++++ Texte affiché

# Dossiers et sous-dossiers sous Mail ?



## Disto (1 Février 2006)

Bonsoir,

Je suis un nouvel utilisateur de Mac et ancien utilisateur PC.
J'avais l'habitude d'utiliser Outlook express qui me laissait la possibilité de créer des dossiers et à l'intérieur de ces dossiers des sous-dossiers (par exemple : Client machin / Produit truc).
J'arrive à créer des dossiers dans la boîte aux lettres mais pas des sous-dossiers.

Quelqu'un saurait-il comment faire, si tant est que ça soit possible ?

Merci d'avance !


----------



## xanadu (2 Février 2006)

Disto a dit:
			
		

> Bonsoir,
> 
> Je suis un nouvel utilisateur de Mac et ancien utilisateur PC.
> J'avais l'habitude d'utiliser Outlook express qui me laissait la possibilité de créer des dossiers et à l'intérieur de ces dossiers des sous-dossiers (par exemple : Client machin / Produit truc).
> ...


Bonjour
Quand tu crées un dossier A (par exemple avec "+" en bas de la fenêtre à gauche)

++++++++
++++ Données sources

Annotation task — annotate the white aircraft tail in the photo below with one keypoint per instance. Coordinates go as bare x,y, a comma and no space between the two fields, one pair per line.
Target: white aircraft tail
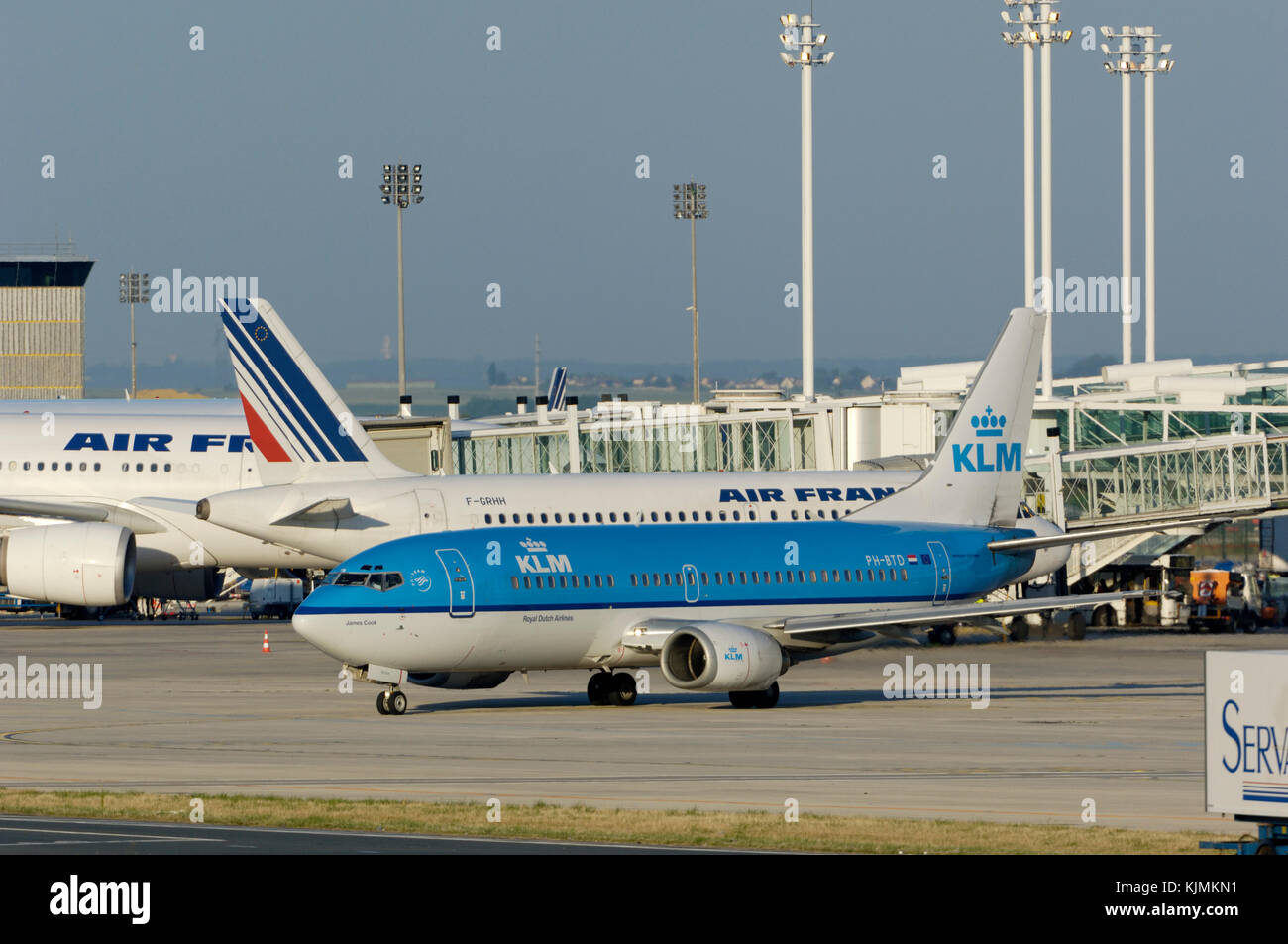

++++++++

[Travail à faire]
**a)** Modifiez la discussion sur les sous-dossiers dans Mail en redonnant tout ce qui va de « ## Disto (1 » jusqu'à « pas des sous-dossiers. », avec « boîte aux lettres » remplacé par « messagerie ».
**b)** Reprenez la discussion sur les sous-dossiers dans Mail et poursuivez-la là où elle s'interrompt.

[Réponses par tâche]
**a)**
## Disto (1 Février 2006)

Bonsoir,

Je suis un nouvel utilisateur de Mac et ancien utilisateur PC.
J'avais l'habitude d'utiliser Outlook express qui me laissait la possibilité de créer des dossiers et à l'intérieur de ces dossiers des sous-dossiers (par exemple : Client machin / Produit truc).
J'arrive à créer des dossiers dans la messagerie mais pas des sous-dossiers.

**b)**
Tu selectionnes ce même dossier et à nouveau la même opération (c'est à dire "+") pour ajouter  un autre dossier B. Ce dernier va se trouver dans le premier crée( une flèche devant le dossier  A s'affiche pour pouvoir accéder au sous dossier B).
En résumé :Sélectionne le dossier A  puis "+" pour un sous dossier B
Sinon avec un clik droit sur le dossier >>> Nouvelles boîte aux lettres


----------



## r e m y (2 Février 2006)

ET si le dossier ne se crée pas au bon endroit, tu peux ensuite le prendre à la souris et le faire glisser sur un autre dossier pour qu'il en devienne un sous dossier


----------



## Disto (2 Février 2006)

Merci beaucoup !

En fait, c'est beaucoup plus simple que ce que j'imaginais.

Bonne soirée !


----------



## r e m y (3 Février 2006)

Disto a dit:
			
		

> ...
> En fait, c'est beaucoup plus simple que ce que j'imaginais.
> ...


 
Bienvenue sur Mac !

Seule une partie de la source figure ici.